■ REQUIRED ACTION ■
Which lines of the listing hold the string "below"? Show each of them.

START GIVEN INFORMATION

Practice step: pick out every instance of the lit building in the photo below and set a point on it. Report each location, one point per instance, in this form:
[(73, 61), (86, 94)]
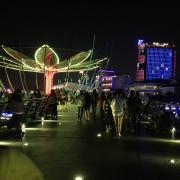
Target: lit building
[(121, 81), (156, 61), (104, 80)]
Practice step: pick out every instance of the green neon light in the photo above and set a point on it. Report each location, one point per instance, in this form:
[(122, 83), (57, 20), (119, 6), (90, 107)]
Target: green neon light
[(35, 56)]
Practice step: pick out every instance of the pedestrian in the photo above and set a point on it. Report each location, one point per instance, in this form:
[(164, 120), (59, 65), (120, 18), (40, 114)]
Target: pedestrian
[(80, 105), (118, 106)]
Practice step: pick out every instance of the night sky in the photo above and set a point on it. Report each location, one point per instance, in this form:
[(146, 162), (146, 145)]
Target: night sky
[(72, 26)]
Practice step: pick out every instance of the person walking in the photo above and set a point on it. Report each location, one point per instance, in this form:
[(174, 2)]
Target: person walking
[(80, 104), (118, 106)]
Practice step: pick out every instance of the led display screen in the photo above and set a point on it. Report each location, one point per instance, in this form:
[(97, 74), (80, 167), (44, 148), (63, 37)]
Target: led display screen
[(159, 63)]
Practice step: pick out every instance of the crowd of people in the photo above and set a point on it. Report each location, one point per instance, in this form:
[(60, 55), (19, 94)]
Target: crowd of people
[(115, 109)]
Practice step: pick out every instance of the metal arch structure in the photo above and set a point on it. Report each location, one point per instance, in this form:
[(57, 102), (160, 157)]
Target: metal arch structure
[(47, 61)]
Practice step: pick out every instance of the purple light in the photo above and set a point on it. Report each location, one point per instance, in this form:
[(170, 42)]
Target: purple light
[(140, 42)]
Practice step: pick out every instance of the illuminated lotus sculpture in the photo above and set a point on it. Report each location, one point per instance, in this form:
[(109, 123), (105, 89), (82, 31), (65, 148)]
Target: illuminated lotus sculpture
[(48, 62)]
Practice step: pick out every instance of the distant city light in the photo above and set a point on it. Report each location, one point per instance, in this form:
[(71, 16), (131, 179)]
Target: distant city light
[(26, 144), (166, 107), (79, 178), (140, 41)]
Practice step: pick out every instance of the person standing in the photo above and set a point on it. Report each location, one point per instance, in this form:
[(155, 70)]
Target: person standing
[(94, 99), (80, 105), (16, 106), (53, 103), (108, 118), (118, 106)]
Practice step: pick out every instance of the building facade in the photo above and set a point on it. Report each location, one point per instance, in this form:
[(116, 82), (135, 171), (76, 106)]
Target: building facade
[(156, 61)]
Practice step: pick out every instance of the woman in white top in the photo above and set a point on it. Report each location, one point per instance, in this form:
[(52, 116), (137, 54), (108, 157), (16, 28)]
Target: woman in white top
[(118, 106)]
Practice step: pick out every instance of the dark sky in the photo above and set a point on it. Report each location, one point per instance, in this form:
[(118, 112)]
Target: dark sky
[(71, 26)]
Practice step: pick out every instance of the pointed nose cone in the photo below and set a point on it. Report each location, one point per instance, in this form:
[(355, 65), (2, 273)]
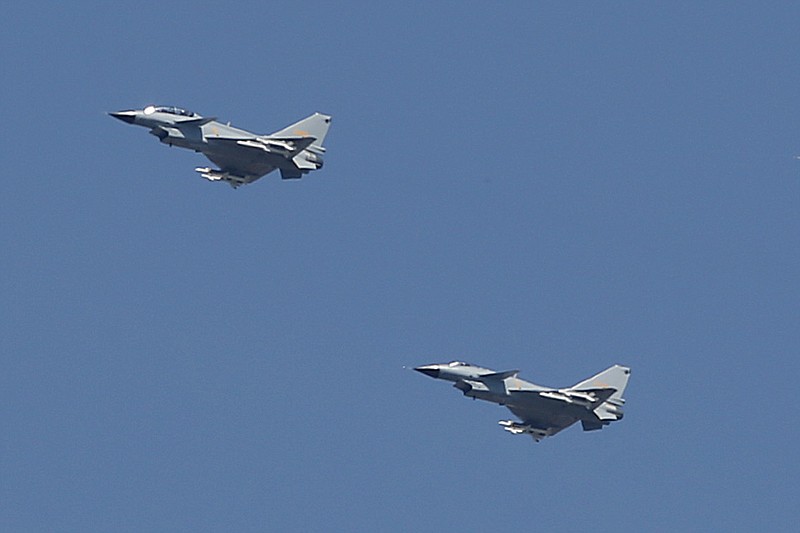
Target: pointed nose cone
[(125, 116), (429, 370)]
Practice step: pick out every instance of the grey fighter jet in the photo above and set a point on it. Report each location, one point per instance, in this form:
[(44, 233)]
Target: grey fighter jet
[(242, 156), (543, 411)]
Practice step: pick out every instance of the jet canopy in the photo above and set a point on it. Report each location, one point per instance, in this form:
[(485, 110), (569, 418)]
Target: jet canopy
[(169, 110)]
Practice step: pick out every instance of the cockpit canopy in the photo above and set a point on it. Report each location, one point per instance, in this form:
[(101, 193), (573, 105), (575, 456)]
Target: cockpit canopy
[(169, 110)]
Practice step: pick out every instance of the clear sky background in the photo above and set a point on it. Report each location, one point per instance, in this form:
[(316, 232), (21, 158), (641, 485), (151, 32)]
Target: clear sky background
[(551, 187)]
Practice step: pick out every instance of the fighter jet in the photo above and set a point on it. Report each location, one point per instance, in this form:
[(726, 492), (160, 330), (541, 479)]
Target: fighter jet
[(242, 156), (543, 411)]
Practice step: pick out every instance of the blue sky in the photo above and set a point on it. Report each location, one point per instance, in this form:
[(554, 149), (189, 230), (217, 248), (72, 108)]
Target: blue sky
[(550, 187)]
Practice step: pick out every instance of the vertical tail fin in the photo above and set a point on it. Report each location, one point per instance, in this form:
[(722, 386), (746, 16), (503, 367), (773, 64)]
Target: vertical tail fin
[(615, 377), (315, 126)]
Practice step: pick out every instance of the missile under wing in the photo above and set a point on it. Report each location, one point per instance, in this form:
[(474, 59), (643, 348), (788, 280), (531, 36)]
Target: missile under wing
[(543, 411)]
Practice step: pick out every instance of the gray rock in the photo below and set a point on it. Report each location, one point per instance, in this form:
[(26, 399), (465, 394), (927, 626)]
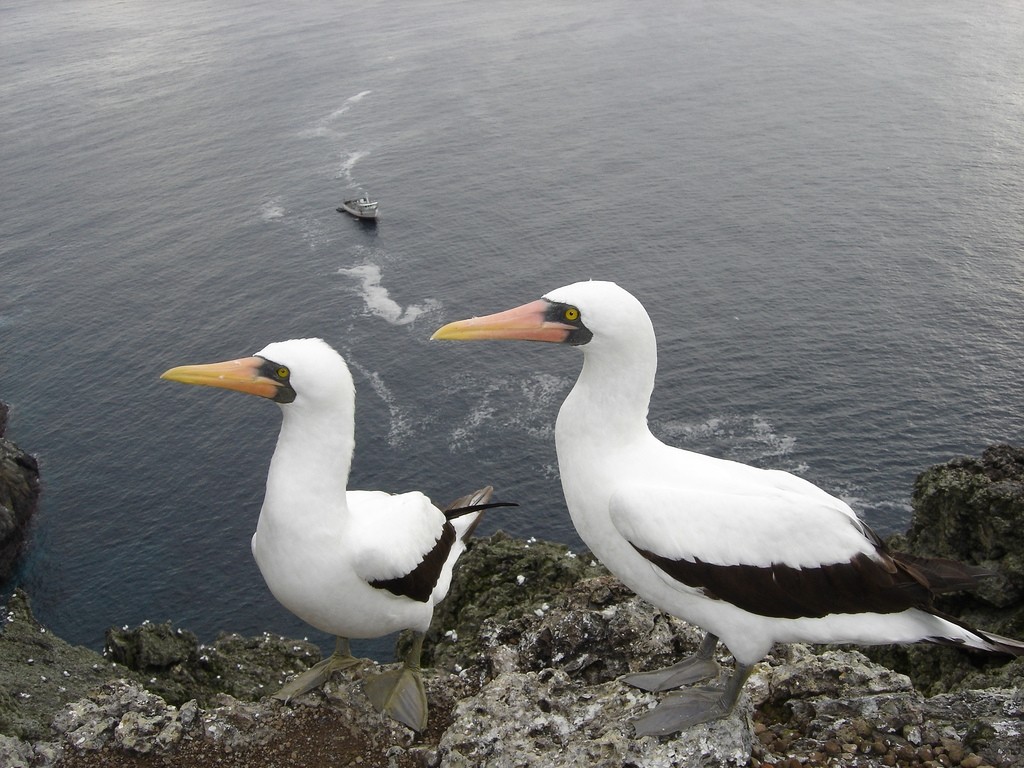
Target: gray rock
[(548, 719), (39, 673), (179, 668), (969, 509), (19, 488)]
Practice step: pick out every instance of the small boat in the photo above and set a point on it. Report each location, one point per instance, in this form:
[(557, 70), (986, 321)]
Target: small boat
[(361, 208)]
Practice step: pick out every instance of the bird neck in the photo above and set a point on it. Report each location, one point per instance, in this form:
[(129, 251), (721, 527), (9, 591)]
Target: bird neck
[(610, 398), (311, 461)]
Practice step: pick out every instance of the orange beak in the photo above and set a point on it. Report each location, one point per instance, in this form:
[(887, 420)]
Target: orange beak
[(528, 323), (244, 375)]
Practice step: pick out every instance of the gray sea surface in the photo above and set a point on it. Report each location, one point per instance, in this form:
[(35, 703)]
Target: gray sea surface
[(821, 205)]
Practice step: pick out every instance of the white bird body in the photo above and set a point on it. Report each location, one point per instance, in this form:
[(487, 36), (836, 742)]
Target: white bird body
[(753, 556), (352, 563)]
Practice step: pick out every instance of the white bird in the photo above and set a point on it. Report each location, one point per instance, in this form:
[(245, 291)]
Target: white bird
[(353, 563), (753, 556)]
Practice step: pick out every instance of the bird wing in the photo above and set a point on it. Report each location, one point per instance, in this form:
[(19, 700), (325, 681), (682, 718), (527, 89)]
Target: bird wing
[(771, 551), (400, 542)]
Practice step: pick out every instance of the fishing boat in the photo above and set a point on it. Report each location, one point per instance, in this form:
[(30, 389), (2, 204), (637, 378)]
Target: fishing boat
[(361, 208)]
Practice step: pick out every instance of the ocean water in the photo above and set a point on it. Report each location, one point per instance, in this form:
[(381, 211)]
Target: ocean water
[(820, 205)]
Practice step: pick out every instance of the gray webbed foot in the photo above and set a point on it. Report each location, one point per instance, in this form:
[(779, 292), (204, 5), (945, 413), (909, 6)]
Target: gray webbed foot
[(321, 672), (701, 666)]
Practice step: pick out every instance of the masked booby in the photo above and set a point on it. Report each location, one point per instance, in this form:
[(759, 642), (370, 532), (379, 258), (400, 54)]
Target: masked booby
[(753, 556), (352, 563)]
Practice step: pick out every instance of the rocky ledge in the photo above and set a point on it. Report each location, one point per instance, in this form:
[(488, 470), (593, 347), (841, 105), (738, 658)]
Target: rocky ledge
[(525, 652), (18, 497)]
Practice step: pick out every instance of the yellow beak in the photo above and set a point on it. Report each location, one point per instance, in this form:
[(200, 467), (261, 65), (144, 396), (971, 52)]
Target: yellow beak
[(244, 375), (526, 323)]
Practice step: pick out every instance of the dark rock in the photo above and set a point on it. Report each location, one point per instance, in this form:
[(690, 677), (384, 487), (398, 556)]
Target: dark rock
[(39, 673), (18, 497), (532, 682)]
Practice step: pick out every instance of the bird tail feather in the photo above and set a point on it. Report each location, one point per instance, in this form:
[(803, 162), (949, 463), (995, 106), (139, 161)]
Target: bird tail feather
[(459, 511)]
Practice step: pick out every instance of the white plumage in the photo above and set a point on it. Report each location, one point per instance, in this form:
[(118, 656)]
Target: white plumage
[(753, 556), (353, 563)]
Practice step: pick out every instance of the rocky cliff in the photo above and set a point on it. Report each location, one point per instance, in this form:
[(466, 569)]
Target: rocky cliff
[(18, 497), (525, 656)]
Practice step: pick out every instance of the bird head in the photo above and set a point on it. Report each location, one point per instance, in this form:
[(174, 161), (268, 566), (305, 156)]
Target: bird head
[(592, 313), (299, 371)]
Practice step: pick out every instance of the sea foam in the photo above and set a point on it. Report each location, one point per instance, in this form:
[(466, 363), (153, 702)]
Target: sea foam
[(379, 301)]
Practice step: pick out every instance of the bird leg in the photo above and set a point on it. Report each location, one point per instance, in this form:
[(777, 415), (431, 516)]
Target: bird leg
[(701, 666), (400, 692), (687, 708), (321, 672)]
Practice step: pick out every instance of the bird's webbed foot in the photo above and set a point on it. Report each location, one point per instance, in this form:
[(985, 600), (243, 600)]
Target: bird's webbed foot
[(697, 668), (399, 692), (320, 673), (688, 708)]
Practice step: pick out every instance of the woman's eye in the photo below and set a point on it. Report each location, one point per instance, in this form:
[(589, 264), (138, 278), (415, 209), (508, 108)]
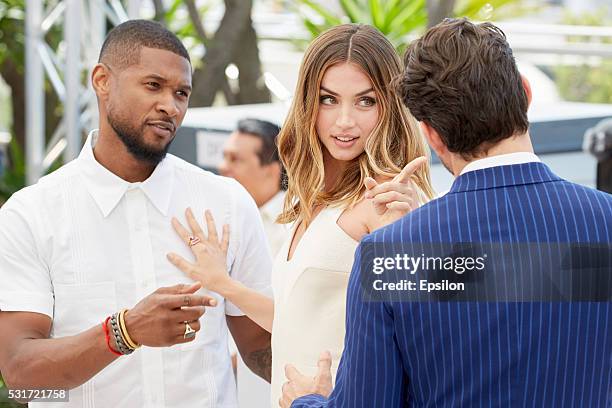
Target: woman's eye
[(327, 100), (367, 101)]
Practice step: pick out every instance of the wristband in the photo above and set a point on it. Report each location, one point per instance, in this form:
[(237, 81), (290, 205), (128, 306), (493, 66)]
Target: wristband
[(128, 340), (107, 337)]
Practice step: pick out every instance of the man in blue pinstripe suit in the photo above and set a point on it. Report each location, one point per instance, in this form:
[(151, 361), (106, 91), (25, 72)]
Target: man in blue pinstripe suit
[(462, 84)]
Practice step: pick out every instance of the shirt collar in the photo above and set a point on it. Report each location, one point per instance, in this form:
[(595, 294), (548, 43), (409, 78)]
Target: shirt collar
[(107, 189), (501, 160), (274, 206)]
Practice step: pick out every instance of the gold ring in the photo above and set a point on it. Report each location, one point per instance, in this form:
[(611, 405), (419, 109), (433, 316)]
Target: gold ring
[(189, 332), (193, 241)]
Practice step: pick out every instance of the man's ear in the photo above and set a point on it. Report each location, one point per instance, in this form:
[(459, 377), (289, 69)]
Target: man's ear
[(100, 79), (527, 88)]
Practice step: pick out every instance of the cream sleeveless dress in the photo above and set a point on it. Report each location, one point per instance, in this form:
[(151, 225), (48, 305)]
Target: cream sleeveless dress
[(310, 298)]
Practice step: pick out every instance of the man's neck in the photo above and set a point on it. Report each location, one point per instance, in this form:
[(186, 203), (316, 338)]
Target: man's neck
[(265, 196), (515, 144), (111, 153)]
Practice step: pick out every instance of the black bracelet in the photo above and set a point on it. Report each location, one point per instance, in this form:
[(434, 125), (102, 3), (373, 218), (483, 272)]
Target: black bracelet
[(123, 348)]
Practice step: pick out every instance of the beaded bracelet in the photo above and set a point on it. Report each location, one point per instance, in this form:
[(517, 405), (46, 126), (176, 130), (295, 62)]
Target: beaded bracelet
[(107, 337), (128, 340), (123, 348)]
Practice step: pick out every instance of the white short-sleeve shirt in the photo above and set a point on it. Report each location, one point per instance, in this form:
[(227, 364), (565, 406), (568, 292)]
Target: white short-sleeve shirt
[(83, 243)]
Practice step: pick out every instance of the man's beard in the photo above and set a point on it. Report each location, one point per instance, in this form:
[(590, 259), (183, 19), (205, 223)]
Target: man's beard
[(133, 140)]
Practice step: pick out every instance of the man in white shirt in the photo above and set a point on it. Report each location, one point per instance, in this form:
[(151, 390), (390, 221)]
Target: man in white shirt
[(251, 157), (91, 239)]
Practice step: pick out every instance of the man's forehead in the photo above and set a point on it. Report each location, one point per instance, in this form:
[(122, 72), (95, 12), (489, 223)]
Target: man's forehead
[(163, 64)]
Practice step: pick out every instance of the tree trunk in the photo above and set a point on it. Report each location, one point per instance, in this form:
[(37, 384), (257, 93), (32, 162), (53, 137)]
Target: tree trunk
[(250, 81), (234, 41), (438, 10)]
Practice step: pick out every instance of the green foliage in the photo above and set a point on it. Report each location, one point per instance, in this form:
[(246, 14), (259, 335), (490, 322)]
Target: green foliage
[(5, 402), (585, 82), (398, 19), (12, 35)]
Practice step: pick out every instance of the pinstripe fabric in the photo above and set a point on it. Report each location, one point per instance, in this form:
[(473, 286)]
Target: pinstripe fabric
[(477, 354)]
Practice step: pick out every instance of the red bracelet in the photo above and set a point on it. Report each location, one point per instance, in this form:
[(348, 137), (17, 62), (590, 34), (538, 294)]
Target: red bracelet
[(107, 336)]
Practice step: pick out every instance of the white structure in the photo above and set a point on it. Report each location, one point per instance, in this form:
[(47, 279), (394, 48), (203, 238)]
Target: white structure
[(84, 29)]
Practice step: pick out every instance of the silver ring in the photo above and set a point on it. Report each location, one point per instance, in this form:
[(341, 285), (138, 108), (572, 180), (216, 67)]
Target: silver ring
[(189, 332)]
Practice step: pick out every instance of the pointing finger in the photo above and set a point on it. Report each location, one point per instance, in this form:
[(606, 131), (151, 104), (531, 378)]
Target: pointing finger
[(324, 363), (410, 168)]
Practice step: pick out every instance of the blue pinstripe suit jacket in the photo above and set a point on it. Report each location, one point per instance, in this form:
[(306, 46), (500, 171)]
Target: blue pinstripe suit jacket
[(477, 354)]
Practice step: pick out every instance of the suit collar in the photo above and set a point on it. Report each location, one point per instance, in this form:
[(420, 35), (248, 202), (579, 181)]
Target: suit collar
[(503, 176)]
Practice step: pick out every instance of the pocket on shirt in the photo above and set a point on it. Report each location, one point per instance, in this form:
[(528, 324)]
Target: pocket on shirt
[(82, 306)]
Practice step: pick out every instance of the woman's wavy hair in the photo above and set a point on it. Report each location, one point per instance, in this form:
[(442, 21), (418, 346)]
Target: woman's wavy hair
[(393, 143)]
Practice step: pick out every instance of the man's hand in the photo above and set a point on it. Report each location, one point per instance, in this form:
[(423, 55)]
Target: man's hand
[(394, 199), (159, 319), (300, 385)]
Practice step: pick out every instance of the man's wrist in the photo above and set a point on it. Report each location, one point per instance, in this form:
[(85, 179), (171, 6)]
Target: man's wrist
[(228, 288), (111, 341), (129, 327)]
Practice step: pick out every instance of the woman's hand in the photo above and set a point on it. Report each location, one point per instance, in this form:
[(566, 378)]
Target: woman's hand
[(298, 385), (395, 198), (210, 253)]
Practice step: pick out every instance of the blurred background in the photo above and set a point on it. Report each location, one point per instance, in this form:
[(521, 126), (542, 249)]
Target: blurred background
[(246, 55)]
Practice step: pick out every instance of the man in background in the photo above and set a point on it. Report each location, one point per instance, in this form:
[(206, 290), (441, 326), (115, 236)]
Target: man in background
[(251, 157)]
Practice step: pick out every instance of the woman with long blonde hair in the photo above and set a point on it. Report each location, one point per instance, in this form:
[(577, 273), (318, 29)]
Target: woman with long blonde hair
[(355, 162)]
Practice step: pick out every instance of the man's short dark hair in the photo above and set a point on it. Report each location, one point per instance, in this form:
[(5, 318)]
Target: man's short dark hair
[(264, 131), (461, 79), (123, 43), (267, 133)]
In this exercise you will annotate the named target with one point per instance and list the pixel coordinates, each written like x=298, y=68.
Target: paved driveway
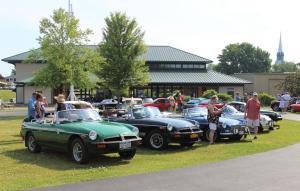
x=270, y=171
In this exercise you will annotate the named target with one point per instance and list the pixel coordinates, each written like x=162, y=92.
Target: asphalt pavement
x=269, y=171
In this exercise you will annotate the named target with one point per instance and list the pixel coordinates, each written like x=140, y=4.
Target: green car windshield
x=145, y=112
x=195, y=112
x=78, y=115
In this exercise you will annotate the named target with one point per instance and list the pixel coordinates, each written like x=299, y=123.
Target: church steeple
x=280, y=54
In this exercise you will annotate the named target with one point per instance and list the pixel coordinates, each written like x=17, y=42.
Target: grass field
x=6, y=95
x=23, y=170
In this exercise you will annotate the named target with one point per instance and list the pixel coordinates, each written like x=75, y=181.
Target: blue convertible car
x=227, y=128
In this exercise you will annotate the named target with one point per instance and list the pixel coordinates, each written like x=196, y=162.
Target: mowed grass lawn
x=6, y=95
x=20, y=169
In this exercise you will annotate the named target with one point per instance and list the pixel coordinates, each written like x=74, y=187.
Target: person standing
x=172, y=104
x=180, y=102
x=60, y=103
x=237, y=96
x=39, y=108
x=287, y=98
x=31, y=107
x=252, y=114
x=213, y=117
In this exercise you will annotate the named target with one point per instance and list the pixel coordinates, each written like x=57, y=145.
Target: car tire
x=127, y=155
x=187, y=144
x=207, y=135
x=275, y=107
x=156, y=140
x=236, y=137
x=32, y=144
x=260, y=129
x=79, y=152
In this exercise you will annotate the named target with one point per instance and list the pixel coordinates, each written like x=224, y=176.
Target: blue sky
x=200, y=27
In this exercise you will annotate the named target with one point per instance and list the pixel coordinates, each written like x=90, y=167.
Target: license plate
x=271, y=124
x=193, y=136
x=125, y=145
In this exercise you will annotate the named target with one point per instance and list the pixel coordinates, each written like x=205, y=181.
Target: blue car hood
x=227, y=121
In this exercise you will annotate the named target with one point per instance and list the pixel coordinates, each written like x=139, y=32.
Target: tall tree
x=285, y=67
x=122, y=47
x=61, y=47
x=242, y=58
x=13, y=72
x=292, y=83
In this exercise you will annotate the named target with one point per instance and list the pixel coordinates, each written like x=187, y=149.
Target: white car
x=230, y=112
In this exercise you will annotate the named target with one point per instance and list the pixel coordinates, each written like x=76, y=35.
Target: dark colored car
x=204, y=103
x=275, y=104
x=158, y=131
x=163, y=104
x=81, y=132
x=227, y=128
x=240, y=106
x=193, y=102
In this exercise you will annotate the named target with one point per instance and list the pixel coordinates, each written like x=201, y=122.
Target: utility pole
x=72, y=96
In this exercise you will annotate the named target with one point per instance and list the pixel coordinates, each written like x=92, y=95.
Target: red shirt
x=253, y=107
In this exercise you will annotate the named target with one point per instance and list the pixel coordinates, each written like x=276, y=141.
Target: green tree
x=285, y=67
x=122, y=47
x=292, y=83
x=208, y=93
x=13, y=72
x=243, y=58
x=62, y=48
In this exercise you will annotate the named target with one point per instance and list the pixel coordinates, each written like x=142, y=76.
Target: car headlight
x=93, y=135
x=135, y=130
x=169, y=127
x=224, y=125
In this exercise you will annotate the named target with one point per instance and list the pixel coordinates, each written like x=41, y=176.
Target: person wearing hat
x=213, y=117
x=252, y=114
x=60, y=103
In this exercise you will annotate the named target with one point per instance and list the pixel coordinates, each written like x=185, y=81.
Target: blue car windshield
x=195, y=112
x=78, y=115
x=193, y=101
x=145, y=112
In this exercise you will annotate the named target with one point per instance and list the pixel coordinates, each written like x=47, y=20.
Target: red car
x=204, y=103
x=162, y=104
x=295, y=107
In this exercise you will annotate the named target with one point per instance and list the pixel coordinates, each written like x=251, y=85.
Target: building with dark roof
x=170, y=69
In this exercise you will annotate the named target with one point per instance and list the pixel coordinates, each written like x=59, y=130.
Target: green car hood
x=103, y=129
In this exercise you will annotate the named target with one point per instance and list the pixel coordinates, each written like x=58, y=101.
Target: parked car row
x=82, y=132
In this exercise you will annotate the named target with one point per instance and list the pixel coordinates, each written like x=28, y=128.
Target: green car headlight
x=169, y=127
x=135, y=130
x=93, y=135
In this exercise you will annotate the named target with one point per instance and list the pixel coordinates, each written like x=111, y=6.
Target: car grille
x=129, y=137
x=188, y=130
x=111, y=139
x=125, y=137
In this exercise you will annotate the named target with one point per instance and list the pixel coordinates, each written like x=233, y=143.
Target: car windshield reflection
x=195, y=112
x=78, y=115
x=145, y=112
x=230, y=109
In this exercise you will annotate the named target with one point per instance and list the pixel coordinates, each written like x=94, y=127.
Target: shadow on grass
x=60, y=160
x=10, y=142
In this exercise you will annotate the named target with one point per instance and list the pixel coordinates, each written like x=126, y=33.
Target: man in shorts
x=252, y=114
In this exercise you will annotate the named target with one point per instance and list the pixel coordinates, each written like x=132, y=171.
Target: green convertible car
x=81, y=132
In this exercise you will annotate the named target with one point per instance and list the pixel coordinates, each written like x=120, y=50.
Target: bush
x=208, y=93
x=186, y=98
x=265, y=99
x=224, y=97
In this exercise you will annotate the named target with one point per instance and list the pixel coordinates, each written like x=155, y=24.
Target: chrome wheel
x=77, y=152
x=157, y=140
x=31, y=143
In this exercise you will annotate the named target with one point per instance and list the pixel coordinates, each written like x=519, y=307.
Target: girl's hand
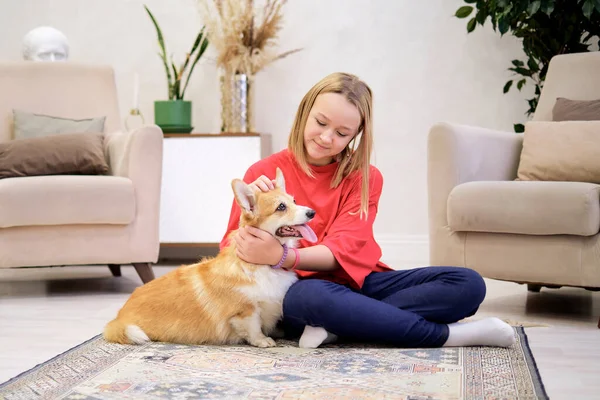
x=263, y=183
x=257, y=246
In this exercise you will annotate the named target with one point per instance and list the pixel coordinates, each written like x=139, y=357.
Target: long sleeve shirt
x=337, y=222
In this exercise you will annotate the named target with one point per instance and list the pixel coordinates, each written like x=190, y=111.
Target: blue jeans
x=408, y=308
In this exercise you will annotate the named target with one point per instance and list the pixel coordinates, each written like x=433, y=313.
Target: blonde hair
x=357, y=158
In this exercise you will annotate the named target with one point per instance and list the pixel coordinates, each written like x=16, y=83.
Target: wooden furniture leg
x=534, y=288
x=144, y=270
x=115, y=269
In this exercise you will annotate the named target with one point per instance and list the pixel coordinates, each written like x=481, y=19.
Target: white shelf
x=196, y=192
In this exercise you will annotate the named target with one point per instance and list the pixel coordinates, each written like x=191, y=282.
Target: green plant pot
x=173, y=116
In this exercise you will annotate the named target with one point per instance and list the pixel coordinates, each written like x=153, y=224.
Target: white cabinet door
x=196, y=194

END GIVEN INFORMATION

■ REPLY ■
Practice step: pick out every instance of the lit building in the photo below and set a point on it. Report each location, one point per instance, in this form:
Practice step: pick out every instance of the pointed nose cone in the photo below and set a point on it. Report each location, one point per instance, in this form:
Practice step: pick out every instance of the gray rock in the photo below and set a point on it. Report each location, one point per instance, in this form:
Practice step: pick out every instance of the woman's eye in the photo below and set a point on it. Report each location, one point per instance, in this form:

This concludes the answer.